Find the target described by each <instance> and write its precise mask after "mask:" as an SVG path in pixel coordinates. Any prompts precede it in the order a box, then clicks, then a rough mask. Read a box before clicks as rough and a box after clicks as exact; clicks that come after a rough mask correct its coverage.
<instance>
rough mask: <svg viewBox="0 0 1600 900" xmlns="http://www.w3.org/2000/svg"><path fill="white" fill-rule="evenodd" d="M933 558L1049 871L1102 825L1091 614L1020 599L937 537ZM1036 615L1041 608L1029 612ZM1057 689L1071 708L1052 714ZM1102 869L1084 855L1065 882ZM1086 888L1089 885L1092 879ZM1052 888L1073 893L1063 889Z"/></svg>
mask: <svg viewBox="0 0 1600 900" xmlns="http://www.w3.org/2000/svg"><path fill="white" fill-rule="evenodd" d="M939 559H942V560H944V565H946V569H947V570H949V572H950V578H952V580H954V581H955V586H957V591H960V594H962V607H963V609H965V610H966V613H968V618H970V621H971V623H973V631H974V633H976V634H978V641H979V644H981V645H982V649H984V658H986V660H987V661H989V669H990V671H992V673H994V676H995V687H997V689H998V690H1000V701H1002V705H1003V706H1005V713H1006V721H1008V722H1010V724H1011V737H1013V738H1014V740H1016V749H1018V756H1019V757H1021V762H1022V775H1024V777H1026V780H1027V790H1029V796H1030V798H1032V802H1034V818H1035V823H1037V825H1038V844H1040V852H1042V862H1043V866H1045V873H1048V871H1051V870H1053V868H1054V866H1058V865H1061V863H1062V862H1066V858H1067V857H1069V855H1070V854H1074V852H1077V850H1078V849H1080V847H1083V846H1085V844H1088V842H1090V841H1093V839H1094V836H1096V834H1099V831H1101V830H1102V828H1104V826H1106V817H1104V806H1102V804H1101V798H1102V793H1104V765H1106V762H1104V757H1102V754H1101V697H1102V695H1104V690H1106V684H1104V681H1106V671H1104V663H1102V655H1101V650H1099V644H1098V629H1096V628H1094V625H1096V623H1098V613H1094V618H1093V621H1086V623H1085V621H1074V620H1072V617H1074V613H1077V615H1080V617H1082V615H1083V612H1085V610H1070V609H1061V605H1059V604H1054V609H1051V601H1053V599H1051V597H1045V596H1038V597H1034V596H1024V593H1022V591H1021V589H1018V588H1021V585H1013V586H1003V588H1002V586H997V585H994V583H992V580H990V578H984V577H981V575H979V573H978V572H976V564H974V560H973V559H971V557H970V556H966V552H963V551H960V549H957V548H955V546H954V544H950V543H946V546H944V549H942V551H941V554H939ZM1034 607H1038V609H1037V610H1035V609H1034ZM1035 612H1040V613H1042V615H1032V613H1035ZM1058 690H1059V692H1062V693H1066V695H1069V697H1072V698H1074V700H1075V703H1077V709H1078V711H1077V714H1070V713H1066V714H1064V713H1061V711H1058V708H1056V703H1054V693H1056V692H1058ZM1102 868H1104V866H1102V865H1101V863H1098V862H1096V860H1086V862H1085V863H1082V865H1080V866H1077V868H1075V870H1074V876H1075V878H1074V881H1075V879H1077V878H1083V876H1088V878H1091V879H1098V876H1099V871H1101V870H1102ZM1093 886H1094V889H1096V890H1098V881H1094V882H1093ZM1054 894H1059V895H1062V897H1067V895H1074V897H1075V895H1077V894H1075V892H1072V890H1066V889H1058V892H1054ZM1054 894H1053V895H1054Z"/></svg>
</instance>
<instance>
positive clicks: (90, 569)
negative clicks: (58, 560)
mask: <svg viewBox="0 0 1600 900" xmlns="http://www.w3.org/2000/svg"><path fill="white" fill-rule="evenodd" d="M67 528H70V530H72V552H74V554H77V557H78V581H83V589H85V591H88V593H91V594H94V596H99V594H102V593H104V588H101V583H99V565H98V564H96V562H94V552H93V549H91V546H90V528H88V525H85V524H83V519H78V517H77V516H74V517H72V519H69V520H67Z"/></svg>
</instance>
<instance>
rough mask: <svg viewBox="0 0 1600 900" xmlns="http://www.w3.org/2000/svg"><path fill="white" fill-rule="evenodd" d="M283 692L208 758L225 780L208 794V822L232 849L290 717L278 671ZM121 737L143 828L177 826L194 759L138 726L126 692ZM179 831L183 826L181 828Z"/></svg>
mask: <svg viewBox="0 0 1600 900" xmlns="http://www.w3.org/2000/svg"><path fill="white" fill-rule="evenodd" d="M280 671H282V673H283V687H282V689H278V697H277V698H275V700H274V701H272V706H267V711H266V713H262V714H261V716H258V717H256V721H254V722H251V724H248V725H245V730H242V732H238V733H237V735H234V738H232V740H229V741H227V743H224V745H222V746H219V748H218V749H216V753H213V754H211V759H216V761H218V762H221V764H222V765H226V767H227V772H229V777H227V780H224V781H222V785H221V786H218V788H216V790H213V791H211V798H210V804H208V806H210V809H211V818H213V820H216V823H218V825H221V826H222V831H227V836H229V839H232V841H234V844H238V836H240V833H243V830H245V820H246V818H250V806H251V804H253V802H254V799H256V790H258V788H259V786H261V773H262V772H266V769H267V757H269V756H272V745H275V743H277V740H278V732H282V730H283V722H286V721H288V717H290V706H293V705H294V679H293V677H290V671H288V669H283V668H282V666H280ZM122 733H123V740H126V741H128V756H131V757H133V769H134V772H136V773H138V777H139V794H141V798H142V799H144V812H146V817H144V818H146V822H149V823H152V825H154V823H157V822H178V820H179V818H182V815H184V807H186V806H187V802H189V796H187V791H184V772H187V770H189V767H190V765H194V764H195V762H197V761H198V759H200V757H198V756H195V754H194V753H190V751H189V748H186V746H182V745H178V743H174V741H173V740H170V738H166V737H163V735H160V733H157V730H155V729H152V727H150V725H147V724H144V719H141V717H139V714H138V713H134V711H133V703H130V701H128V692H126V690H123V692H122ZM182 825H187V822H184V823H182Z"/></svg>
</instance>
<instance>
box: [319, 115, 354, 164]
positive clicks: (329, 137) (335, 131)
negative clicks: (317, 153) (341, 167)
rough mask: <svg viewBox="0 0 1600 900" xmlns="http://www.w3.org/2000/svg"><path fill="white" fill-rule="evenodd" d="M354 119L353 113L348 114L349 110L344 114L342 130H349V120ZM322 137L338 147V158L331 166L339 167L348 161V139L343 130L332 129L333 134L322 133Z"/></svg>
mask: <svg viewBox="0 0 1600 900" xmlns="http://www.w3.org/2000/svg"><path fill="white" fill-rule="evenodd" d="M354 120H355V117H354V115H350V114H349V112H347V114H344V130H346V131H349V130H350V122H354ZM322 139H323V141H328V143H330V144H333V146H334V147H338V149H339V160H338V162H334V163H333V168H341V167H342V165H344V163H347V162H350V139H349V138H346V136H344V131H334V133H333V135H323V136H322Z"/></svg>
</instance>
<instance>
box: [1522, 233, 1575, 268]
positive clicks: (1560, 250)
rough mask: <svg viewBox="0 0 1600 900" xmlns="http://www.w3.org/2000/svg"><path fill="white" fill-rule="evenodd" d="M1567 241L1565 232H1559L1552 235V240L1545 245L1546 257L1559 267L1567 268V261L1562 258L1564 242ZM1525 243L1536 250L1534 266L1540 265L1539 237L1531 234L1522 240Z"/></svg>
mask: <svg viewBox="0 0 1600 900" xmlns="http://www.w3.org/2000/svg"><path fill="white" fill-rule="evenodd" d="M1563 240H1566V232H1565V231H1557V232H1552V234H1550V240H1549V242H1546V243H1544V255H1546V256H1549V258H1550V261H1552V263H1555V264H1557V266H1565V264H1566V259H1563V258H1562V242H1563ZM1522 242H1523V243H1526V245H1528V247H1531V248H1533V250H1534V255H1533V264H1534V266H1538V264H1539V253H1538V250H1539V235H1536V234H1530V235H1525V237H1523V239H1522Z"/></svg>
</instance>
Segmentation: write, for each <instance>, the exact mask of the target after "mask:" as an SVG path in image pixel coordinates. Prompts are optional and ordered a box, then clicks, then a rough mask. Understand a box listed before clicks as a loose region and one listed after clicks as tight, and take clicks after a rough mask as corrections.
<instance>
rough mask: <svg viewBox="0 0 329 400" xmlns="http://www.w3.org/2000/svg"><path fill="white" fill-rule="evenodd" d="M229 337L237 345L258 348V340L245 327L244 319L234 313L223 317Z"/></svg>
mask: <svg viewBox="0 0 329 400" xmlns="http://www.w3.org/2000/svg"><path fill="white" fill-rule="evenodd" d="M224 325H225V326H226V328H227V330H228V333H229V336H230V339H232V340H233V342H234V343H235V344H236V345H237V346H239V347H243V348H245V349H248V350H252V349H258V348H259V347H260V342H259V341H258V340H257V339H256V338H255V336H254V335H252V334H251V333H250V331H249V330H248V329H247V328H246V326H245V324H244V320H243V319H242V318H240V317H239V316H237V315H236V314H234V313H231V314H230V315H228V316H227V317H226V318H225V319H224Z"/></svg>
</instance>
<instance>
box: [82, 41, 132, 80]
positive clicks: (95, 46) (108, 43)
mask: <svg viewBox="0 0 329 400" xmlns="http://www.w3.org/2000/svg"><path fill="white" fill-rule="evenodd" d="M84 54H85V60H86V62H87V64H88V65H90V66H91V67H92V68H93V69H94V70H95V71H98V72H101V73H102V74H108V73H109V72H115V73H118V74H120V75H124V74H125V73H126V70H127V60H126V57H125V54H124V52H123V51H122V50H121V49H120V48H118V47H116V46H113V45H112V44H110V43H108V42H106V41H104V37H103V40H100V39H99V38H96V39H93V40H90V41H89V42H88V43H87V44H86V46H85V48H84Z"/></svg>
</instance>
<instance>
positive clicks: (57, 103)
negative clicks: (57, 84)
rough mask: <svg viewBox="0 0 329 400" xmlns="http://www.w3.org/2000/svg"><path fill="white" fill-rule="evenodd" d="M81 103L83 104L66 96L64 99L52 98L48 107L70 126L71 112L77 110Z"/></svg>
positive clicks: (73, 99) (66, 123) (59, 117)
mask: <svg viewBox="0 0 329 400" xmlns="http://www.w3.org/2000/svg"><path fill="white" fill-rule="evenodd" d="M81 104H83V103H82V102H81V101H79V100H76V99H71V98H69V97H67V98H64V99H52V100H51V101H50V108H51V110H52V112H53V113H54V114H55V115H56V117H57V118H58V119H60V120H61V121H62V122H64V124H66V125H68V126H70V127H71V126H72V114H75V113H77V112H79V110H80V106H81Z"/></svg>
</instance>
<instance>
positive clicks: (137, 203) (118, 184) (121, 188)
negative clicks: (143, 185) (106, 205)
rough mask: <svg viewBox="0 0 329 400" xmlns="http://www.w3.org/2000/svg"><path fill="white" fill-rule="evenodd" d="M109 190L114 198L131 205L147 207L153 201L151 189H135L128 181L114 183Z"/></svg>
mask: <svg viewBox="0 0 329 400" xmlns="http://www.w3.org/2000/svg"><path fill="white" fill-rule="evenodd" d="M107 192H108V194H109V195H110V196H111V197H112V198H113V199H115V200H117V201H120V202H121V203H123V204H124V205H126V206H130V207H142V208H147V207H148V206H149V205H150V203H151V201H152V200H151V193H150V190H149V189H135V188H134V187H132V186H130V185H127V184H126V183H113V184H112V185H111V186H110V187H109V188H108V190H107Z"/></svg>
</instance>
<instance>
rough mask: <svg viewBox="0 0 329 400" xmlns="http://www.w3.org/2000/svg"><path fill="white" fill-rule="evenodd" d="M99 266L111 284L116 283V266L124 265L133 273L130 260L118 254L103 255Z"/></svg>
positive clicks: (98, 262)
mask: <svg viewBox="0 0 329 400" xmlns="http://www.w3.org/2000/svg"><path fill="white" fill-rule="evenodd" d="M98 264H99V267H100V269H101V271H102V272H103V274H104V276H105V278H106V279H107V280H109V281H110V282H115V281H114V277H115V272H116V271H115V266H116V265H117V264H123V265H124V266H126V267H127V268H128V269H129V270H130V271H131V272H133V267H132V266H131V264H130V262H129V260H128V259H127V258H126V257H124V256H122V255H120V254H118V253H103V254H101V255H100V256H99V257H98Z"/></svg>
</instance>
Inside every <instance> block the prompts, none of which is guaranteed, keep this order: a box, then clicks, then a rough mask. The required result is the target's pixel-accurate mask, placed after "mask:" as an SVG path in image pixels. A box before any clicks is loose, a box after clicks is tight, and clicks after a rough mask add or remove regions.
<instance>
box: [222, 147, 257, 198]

What the task requires: In the listing above, find the line with "positive clicks: (95, 46) (108, 43)" and the line with "103L83 104L66 96L64", then print exactly those lines and every line between them.

Result below:
positive clicks: (95, 46) (108, 43)
mask: <svg viewBox="0 0 329 400" xmlns="http://www.w3.org/2000/svg"><path fill="white" fill-rule="evenodd" d="M84 54H85V60H86V62H87V64H88V65H90V66H91V67H92V68H93V69H94V70H95V71H98V72H101V73H102V74H108V73H109V72H115V73H118V74H120V75H124V74H125V73H126V70H127V60H126V57H125V54H124V52H123V51H122V50H121V49H120V48H118V47H116V46H113V45H112V44H110V43H108V42H106V41H104V37H103V40H100V39H99V38H96V39H93V40H90V41H89V42H88V43H87V44H86V46H85V48H84Z"/></svg>
</instance>
<instance>
positive clicks: (57, 103)
negative clicks: (57, 84)
rough mask: <svg viewBox="0 0 329 400" xmlns="http://www.w3.org/2000/svg"><path fill="white" fill-rule="evenodd" d="M81 103L83 104L66 96L64 99L52 98L48 107L70 126L71 112L77 110Z"/></svg>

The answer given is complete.